[Pointing records]
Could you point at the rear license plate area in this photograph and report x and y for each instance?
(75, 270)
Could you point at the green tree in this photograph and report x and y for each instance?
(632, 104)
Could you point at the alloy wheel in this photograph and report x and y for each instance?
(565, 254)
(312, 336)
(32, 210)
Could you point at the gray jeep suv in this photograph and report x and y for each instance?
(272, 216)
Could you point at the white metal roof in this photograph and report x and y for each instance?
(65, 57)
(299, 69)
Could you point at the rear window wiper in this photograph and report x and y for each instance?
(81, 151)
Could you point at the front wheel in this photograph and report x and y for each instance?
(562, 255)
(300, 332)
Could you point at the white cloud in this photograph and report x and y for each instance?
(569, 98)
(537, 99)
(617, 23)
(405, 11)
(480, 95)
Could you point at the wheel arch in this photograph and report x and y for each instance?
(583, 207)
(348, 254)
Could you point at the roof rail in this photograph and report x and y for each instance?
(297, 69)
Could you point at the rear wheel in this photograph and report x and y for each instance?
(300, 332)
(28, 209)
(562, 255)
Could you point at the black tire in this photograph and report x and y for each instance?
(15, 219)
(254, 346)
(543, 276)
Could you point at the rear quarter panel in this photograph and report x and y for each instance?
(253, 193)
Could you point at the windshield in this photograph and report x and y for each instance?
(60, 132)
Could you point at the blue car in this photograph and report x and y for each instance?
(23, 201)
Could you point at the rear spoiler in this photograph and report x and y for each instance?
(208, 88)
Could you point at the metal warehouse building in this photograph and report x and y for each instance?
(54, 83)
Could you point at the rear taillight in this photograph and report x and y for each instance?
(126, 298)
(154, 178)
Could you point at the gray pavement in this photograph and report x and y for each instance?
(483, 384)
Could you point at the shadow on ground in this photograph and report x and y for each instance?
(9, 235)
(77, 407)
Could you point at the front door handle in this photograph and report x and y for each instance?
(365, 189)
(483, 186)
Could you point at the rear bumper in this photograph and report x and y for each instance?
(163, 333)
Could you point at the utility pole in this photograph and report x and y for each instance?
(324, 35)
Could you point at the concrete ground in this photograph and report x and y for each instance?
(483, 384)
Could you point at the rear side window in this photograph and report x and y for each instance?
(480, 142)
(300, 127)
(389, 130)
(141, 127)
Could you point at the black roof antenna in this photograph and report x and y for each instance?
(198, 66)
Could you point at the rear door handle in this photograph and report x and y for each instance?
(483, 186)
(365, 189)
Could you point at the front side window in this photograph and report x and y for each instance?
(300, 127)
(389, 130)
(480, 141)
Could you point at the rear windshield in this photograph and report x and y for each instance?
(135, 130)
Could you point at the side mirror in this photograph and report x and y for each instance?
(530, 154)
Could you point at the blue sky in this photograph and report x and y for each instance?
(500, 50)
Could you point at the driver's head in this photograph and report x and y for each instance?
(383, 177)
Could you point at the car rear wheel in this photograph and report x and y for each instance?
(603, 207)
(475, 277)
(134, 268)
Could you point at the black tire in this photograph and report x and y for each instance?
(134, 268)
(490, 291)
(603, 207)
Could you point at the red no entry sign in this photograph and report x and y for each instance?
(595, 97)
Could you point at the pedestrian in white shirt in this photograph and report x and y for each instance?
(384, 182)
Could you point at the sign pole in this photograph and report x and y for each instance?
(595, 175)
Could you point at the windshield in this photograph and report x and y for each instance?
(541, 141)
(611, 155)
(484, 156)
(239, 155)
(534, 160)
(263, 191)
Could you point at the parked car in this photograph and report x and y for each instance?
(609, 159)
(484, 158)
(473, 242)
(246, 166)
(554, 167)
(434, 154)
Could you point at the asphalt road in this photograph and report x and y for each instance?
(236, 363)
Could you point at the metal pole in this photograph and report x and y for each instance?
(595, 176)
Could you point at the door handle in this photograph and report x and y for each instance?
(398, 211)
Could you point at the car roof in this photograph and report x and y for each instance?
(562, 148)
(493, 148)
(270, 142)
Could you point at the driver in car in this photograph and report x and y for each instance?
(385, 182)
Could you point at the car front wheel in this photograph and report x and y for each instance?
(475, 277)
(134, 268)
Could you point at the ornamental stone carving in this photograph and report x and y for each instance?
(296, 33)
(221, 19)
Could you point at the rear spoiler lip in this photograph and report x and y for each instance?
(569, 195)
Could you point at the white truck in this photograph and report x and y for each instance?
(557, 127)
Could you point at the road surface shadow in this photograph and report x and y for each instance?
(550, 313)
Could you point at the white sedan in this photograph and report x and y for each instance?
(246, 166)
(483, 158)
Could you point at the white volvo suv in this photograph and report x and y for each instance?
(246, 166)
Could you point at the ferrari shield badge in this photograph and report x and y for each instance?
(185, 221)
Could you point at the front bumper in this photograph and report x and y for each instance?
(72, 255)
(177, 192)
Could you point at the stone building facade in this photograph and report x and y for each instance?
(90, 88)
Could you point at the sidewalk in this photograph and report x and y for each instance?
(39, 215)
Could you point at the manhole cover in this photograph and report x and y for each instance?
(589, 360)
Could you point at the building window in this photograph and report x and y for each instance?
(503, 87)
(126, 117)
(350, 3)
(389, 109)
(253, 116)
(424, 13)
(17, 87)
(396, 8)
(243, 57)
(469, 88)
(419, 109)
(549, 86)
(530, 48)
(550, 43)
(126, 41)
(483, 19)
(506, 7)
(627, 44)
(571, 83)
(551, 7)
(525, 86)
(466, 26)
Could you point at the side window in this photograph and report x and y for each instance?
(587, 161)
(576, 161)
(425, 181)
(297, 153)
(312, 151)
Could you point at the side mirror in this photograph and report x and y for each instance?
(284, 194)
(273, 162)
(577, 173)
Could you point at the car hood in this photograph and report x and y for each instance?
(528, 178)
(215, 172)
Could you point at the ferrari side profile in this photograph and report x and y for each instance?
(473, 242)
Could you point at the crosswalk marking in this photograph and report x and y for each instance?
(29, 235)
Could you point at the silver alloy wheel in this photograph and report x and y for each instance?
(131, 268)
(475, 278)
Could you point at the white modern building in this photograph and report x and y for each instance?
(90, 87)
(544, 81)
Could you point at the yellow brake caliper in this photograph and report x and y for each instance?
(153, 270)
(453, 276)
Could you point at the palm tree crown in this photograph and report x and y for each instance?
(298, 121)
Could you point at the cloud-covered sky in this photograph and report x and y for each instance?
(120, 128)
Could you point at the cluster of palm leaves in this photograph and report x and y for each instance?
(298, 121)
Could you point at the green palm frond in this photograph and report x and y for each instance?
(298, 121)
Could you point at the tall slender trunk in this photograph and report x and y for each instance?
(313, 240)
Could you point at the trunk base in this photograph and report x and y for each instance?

* Your objective
Copy out the full material exactly as it appears.

* The reply
Could you point at the rear license plate area in this photograph and report x and y for each instance?
(75, 270)
Could you point at the green tree in this photograph and report x and y for each instance?
(632, 104)
Could you point at the alloy wheel in this photograph and report x and y for each instance?
(565, 254)
(312, 336)
(32, 210)
Could you point at the gray jeep suv in this photograph and report x and y for each instance?
(272, 216)
Could you point at the white metal roof in this photograph and report x and y for each instance?
(65, 57)
(299, 69)
Could you point at the rear window wiper in this photograph and report x and y for each instance?
(81, 151)
Could you point at the front wheel in this photograph and report x and y for each instance?
(562, 255)
(300, 332)
Could you point at the white cloud in this photograph and report x and y for each instance?
(569, 98)
(537, 99)
(617, 23)
(405, 11)
(480, 95)
Could you point at the wheel arch in this photograph and report x and y for each instance?
(583, 207)
(348, 254)
Could you point at the roof rail in this photograph and report x and y for each instance?
(297, 69)
Could you point at the rear wheel in this photograph and report x and y for each instance?
(300, 332)
(28, 209)
(562, 255)
Could you point at the black tire in this photograph and report x and y for each instance?
(15, 219)
(254, 346)
(543, 276)
Could you point at the rear quarter panel in this photograph and report x and y for each instance?
(253, 193)
Could you point at the windshield in this photograph and report x and y for each instance?
(60, 132)
Could you point at the blue car in this photograph and report x and y for each instance?
(23, 201)
Could you point at the rear spoiler in this photograph and report x and y for each instance?
(208, 88)
Could you point at the metal warehouse building in this photograph and report x and y for each instance?
(54, 83)
Could you point at the rear taillight in this photograph and report x and y for each instance?
(126, 298)
(154, 178)
Could you point at the gray pavement in this photograph and report x and y for each instance?
(483, 384)
Could you point at the shadow on ground in this photograph and report x and y for each instance?
(9, 235)
(77, 407)
Could you point at the front door handle in this photograph and report x and y for each instance?
(365, 189)
(483, 186)
Could you point at the rear bumper in this photograph and report x and y for each instance?
(163, 333)
Could you point at the utility pole in this photograph and report x and y for each instance?
(324, 35)
Could you point at the concrete ground in this photograph and report x and y for each instance?
(483, 384)
Could you point at the rear side window in this photograph and report x and y for each instance?
(480, 142)
(300, 127)
(389, 130)
(141, 127)
Could you point at the black roof antenna in this photograph and report x and y for each instance?
(198, 66)
Could you point at the rear door handle in this photograph and report x and y for each instance?
(483, 186)
(365, 189)
Could you point at the front side window in this photograph and report x and y for each instance?
(300, 127)
(389, 130)
(480, 141)
Could you point at the rear windshield in this photograph and report x and y for each instance?
(135, 130)
Could you point at the side mirror in this photograph and report x and y for each instance?
(530, 154)
Could you point at the blue sky in this photograph and report x and y for each instance?
(500, 50)
Could you point at the driver's head in this photograph and report x and y for each instance?
(383, 177)
Could you point at the car rear wheel in this photograph and report x and y for each instance?
(603, 207)
(475, 277)
(134, 268)
Could you point at the black tire in this photograph and report x and y for each instance?
(134, 268)
(490, 291)
(603, 207)
Could you point at the red no entry sign in this photograph and report x and y for each instance?
(595, 97)
Could you point at the pedestrian in white shirt in this photograph and report x and y for each instance?
(384, 182)
Could you point at the sign pole in this photograph and report x and y for each instance?
(595, 175)
Could you point at the windshield in this photograph and report x and y for each instance?
(541, 141)
(611, 155)
(484, 156)
(239, 155)
(534, 160)
(263, 191)
Could you point at the parked car in this photograph and report x and y for each instance?
(609, 159)
(484, 158)
(473, 242)
(246, 166)
(554, 167)
(434, 154)
Could you point at the asphalt road in this photograph and report x and y for each instance?
(236, 363)
Could you point at the metal pole in this photograph and report x and y for each instance?
(595, 176)
Could you point at the door handle in this photograph and report x and y for each instance?
(398, 211)
Could you point at the car roof in this photograph and report x and y for each instance?
(562, 148)
(493, 148)
(270, 142)
Could you point at the driver in car in this photograph and report x and y for each instance?
(385, 182)
Could you point at the car front wheel in this photograph and report x and y for each instance?
(475, 277)
(134, 268)
Could you point at the ornamental stone carving in this photograph and report x and y for each instance?
(296, 33)
(221, 19)
Could you point at the rear spoiler lip in this photograph and report x and y for each instance?
(569, 195)
Could you point at the white truck in this photograph and report x and y for each instance?
(557, 127)
Could you point at the road surface shadow in this photograph and report x and y for each instance?
(550, 313)
Could you point at the white sedan in this photograph and report x and y for each instance?
(246, 166)
(483, 158)
Could you point at the white volvo suv in this photograph and report x and y for each instance?
(246, 166)
Could you point at the ferrari shield badge in this photograph and report x and y for each instance?
(185, 221)
Could you point at the front bumper in this photograph and report x and y for each instance?
(72, 255)
(177, 192)
Could you point at the stone building facade in this photograph and report x and y for each instance?
(90, 88)
Could you point at the sidewalk in this photograph and report x and y for each instance?
(39, 215)
Could you point at the manhole cover in this photograph and report x and y for each instance?
(589, 360)
Could you point at the building window in this photograph and report x and y for each instance?
(503, 87)
(126, 117)
(350, 3)
(389, 109)
(253, 116)
(424, 13)
(17, 87)
(396, 8)
(243, 57)
(469, 88)
(419, 109)
(549, 86)
(530, 48)
(550, 43)
(126, 41)
(483, 19)
(506, 7)
(627, 44)
(571, 83)
(551, 7)
(525, 86)
(466, 26)
Could you point at the side window in this photograph and report x and y for each instance?
(587, 161)
(576, 161)
(425, 181)
(297, 153)
(312, 151)
Could you point at the side mirror in this photograph and report x and y for each instance?
(284, 194)
(273, 162)
(577, 173)
Could you point at the car hood in this photograph and report x and y for each instance?
(528, 178)
(215, 172)
Could you point at the ferrari side profile in this photograph and report x and y for each instance?
(473, 242)
Could you point at the crosswalk marking in this photograph and report x and y for each instance?
(29, 235)
Could you point at the silver alloy wheel in this photograph and report x and y for each instance?
(131, 268)
(475, 278)
Could you point at the white modern building in this photograph and report x and y for each instance?
(90, 87)
(544, 81)
Could you point at the yellow brake caliper in this photograph and report x and y for each instance?
(153, 270)
(453, 276)
Could you point at the palm tree crown in this photograph and report x and y for each instance?
(298, 121)
Could you point at the cloud-covered sky in this photograph and report x and y for each instance?
(120, 128)
Could you point at the cluster of palm leaves in this photograph and report x and y for each instance?
(298, 121)
Could you point at the green palm frond in this photograph and report x and y for each instance?
(298, 121)
Could you point at the tall slender trunk in this photograph and report x and y for each instance?
(313, 240)
Could you point at the trunk base in this photograph and report x and y for each instance?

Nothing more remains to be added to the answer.